[begin Data section]

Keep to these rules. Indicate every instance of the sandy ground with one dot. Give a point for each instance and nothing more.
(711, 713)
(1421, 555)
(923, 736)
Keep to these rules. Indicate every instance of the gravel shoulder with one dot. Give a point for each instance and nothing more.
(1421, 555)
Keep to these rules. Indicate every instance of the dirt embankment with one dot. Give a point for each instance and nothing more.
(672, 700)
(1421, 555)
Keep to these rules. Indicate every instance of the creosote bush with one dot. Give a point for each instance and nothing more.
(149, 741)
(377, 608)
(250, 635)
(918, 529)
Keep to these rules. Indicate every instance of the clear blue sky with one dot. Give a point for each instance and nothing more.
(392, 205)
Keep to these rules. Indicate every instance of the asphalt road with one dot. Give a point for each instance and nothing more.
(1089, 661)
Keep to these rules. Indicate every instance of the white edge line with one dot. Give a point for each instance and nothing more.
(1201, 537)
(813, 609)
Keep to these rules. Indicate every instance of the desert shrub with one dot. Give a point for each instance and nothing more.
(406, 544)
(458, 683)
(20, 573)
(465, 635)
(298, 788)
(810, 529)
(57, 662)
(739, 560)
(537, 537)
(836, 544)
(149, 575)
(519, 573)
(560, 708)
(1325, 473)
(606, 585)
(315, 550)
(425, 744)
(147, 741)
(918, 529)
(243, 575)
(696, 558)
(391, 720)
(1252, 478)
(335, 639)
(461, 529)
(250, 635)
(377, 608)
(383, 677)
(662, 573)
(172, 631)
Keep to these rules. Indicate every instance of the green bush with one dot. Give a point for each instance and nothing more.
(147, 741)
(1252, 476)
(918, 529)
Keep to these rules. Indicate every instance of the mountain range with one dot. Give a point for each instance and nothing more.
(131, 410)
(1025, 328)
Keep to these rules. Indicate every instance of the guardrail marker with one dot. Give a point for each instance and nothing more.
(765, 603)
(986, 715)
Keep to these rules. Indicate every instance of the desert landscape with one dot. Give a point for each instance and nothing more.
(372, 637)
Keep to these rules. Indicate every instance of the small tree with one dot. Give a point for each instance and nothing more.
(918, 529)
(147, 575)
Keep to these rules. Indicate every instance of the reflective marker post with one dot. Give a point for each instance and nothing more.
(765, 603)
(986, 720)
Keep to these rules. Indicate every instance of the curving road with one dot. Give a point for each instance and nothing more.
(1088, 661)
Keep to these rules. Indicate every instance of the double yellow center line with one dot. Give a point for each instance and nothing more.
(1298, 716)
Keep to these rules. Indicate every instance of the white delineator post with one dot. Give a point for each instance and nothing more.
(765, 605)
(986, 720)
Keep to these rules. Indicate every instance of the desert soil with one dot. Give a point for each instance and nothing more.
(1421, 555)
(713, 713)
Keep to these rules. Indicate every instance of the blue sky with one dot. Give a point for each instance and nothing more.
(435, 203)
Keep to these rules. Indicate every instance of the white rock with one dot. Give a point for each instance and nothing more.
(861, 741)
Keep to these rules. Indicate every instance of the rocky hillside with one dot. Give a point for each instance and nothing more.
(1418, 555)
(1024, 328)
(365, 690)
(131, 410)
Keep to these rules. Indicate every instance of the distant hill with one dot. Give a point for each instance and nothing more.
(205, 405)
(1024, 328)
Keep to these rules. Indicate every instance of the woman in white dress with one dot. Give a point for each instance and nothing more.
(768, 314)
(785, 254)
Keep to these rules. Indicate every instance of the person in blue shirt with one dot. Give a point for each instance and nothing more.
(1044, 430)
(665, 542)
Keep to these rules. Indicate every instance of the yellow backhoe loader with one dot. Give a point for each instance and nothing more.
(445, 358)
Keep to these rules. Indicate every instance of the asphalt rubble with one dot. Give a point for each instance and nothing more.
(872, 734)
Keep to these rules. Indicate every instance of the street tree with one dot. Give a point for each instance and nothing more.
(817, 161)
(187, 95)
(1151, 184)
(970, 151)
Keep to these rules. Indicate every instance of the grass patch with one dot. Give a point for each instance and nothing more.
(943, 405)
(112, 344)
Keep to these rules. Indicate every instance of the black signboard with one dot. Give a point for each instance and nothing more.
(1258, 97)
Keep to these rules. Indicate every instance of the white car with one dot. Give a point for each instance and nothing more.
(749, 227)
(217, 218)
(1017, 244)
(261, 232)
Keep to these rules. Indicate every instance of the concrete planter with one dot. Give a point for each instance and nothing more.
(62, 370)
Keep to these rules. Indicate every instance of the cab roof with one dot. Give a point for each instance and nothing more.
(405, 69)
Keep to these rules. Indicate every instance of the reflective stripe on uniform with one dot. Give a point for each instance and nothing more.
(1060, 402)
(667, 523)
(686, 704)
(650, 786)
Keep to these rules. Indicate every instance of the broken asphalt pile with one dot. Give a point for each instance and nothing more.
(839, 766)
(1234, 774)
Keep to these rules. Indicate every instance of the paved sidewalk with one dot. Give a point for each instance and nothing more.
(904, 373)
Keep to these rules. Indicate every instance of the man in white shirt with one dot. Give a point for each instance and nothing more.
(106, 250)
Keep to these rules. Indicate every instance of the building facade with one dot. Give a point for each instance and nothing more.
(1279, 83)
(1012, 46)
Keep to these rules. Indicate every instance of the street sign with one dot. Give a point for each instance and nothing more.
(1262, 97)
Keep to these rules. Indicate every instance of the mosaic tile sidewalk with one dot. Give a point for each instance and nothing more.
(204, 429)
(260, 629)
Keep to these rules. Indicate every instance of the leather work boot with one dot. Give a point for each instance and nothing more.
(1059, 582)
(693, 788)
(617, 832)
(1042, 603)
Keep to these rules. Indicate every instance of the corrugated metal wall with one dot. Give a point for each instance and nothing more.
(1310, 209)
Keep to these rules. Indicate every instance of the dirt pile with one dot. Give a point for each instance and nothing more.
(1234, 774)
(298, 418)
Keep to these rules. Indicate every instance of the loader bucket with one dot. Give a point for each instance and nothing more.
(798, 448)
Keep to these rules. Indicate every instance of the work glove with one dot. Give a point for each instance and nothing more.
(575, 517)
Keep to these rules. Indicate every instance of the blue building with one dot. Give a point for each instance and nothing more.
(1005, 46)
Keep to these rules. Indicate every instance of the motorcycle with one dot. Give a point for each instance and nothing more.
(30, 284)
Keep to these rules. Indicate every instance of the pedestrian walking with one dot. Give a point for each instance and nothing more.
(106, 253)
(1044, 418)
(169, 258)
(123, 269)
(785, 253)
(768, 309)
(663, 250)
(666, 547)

[end Data section]

• What you need to do
Write the whole listing out again. Keep every line exactly as it is.

• Written solution
Keep to these rules. Indicate every instance of the sandy ground with one dot. Give a point for each instance and nothing more.
(711, 713)
(1421, 555)
(923, 736)
Keep to these rules. Indicate every instance of the gravel shoulder with one dot. Give a point for each instance and nothing more.
(1421, 555)
Keep to these rules. Indicate every instance of the dirt embankment with one dot. Give a point for each instance and nothing more.
(672, 700)
(1421, 555)
Keep to these rules. Indicate every instance of the creosote bush with one dot. Give a point for each instance and nothing more.
(149, 741)
(377, 608)
(250, 635)
(918, 529)
Keep to these rules. Indicate every instance of the clear blue sky with one dot. Give a point for each instance and nothing more.
(392, 205)
Keep to these rules. Indicate every instance of the asphalt road with one dot. Give a point for each instance and nothing more.
(1089, 661)
Keep to these rules. Indicate every instance of the white edge line with one dot. Give a point for each instance and nothing more.
(1201, 537)
(813, 609)
Keep to these rules. Indicate every instance of the desert shrub with one dot. Give a point for each instance and nothing more.
(406, 544)
(458, 683)
(20, 573)
(465, 635)
(298, 788)
(810, 529)
(57, 662)
(739, 560)
(537, 537)
(836, 544)
(149, 575)
(519, 573)
(560, 708)
(1325, 473)
(606, 585)
(315, 550)
(425, 744)
(147, 741)
(918, 529)
(243, 575)
(696, 558)
(391, 720)
(1252, 478)
(335, 639)
(461, 529)
(250, 635)
(377, 608)
(383, 677)
(662, 573)
(172, 631)
Keep to these rules. Indicate every instance of the green bush with one dot. Give a point for each instance and nothing more.
(147, 741)
(1252, 476)
(918, 529)
Keep to these rules. Indicate every instance of the mountain range with one dot. Give a point for each instance and nothing more.
(131, 410)
(1025, 328)
Keep to these rules. Indicate every instance of the guardrail marker with one dot. Give a point for each instance and nothing more.
(765, 603)
(986, 715)
Keep to these rules. Indicate every instance of the desert landscape with one dot. Give a point for each instance and nothing more.
(372, 637)
Keep to these rules. Indicate every instance of the small tree with one dot. Give a point for each instance and nothing more.
(918, 529)
(147, 575)
Keep to these rules. Indicate every instance of the reflective marker post with one dot. Give a point for each instance and nothing more.
(765, 603)
(986, 720)
Keep to these rules. Indicate every instance of the curving road with one dot. Give a point for each instance and nothing more.
(1088, 661)
Keep to these rules. Indicate every instance of the double yellow center line with one dot. Give a point for each instance and nothing more.
(1298, 716)
Keep to these rules. Indicate every instance of the white delineator post with one dot. Give a point for each instance and nothing more.
(765, 605)
(986, 720)
Keep to these rules. Indicate every instance of the desert soil with one dot. Give a point for each instance and nothing more.
(1421, 555)
(713, 713)
Keep to these rules. Indicate every instance of the blue sky with one dot. Give a point for each instance and nothing more.
(435, 203)
Keep to these rules. Indicate every instance of the white rock with one dot. Give a point for each instance and nothing more.
(861, 741)
Keep to these rules. Indicate every instance of the rocky hillside with one dot. Give a point for each instance and nothing more.
(1418, 555)
(1024, 328)
(365, 690)
(131, 410)
Keep to these rules. Indicate every instance of the distant hill with one dot. Give a point for each instance and nothing more.
(205, 405)
(1024, 328)
Keep to these rules. Indicate every instance of the woman in white dress with one dot. Give a point for each instance and nothing more.
(768, 314)
(785, 254)
Keep to these rules. Indicate every instance of the person in blue shirt with one dot. Give a point for each instance and nothing more.
(1044, 430)
(665, 542)
Keep to these rules. Indicate every instance of the yellow backhoe loader with one dot. Give a point for each instance and nothing more.
(445, 358)
Keep to these rules. Indicate every instance of the asphalt rubble with one dot. Give a point for each instance and nothing more.
(872, 734)
Keep to these rules. Indicate every instance of the street tree with one dot. Give a point for each instance and nothing more.
(817, 161)
(187, 95)
(1151, 184)
(970, 151)
Keep to these rules. Indicate every instance of the grass patch with one dot. Give a point for each instance and nothing more.
(943, 405)
(112, 344)
Keep to these rules. Indicate every instance of the black signboard with one dot. Give a point for each instance and nothing more.
(1258, 97)
Keep to these rules. Indicate every instance of the white car with one dot. Give a point for each instance and nothing more.
(749, 227)
(217, 218)
(1017, 244)
(261, 232)
Keep to these rules. Indicate every instance of the concrete planter with one dot. Give a point for each instance and nothing more.
(62, 370)
Keep to these rules. Indicate every instance of the cab roof with one dot. Give a point for each instance and nothing more.
(405, 69)
Keep to these rules. Indicate every instance of the reflective stripe on uniform with one dot. Give a point for each instance and nothing more.
(1060, 402)
(667, 523)
(686, 704)
(650, 786)
Keep to these rules. Indicate every instance of the broken asphalt pile with one dot. Give a point for each instance and nothing more.
(839, 766)
(1234, 774)
Keep to these rules. Indicate every instance of the paved sidewalk with one dot. Give a point for each instance and nothing more.
(904, 373)
Keep to these rules. Indicate every instance of the man in white shirt with one dot. Give a point for each instance and nothing more.
(106, 250)
Keep to these rules. Indicate every instance of the building facade with one dot. Give a point for each instance and nothing more.
(1279, 83)
(1012, 46)
Keep to these rules. Indicate every instance of the street sign with one dot. Give a point for each instance and nothing more.
(1262, 97)
Keep to these rules. Indicate every instance of the mosaic tile sidewalk with one dot. Give a point for each instance and nothing more.
(204, 429)
(260, 629)
Keep to these rules. Indicate every instance of the leather work boot with one dot. Give a point for each instance and nothing more.
(1059, 582)
(693, 788)
(617, 832)
(1042, 603)
Keep to these rules. Indicate every instance of the corrugated metal wall with one dot. Give a point for each instance and nothing more.
(1310, 209)
Keep to these rules. Indicate every instance of the dirt pile with one dot. Give a point for each instance and nothing more.
(1234, 774)
(298, 418)
Keep to these rules. Indicate every instance of the loader bucket with one dot. Give a point for each instance and nothing more.
(798, 448)
Keep to these rules. Indicate every instance of the work glove with one dot. Give a point for each instance and nothing more.
(575, 517)
Keep to these rules. Indicate every instance of the blue building with one dot. Give a point for each instance and nothing more.
(1005, 46)
Keep to these rules. Indicate every instance of the motorcycle with one dot. Give a point for each instance and nothing more.
(30, 284)
Keep to these rules. Indicate every instance of the pedestrian walking with one dot. Give a point for each instance and nothing more.
(106, 253)
(1044, 418)
(169, 258)
(123, 269)
(785, 253)
(768, 309)
(663, 250)
(666, 547)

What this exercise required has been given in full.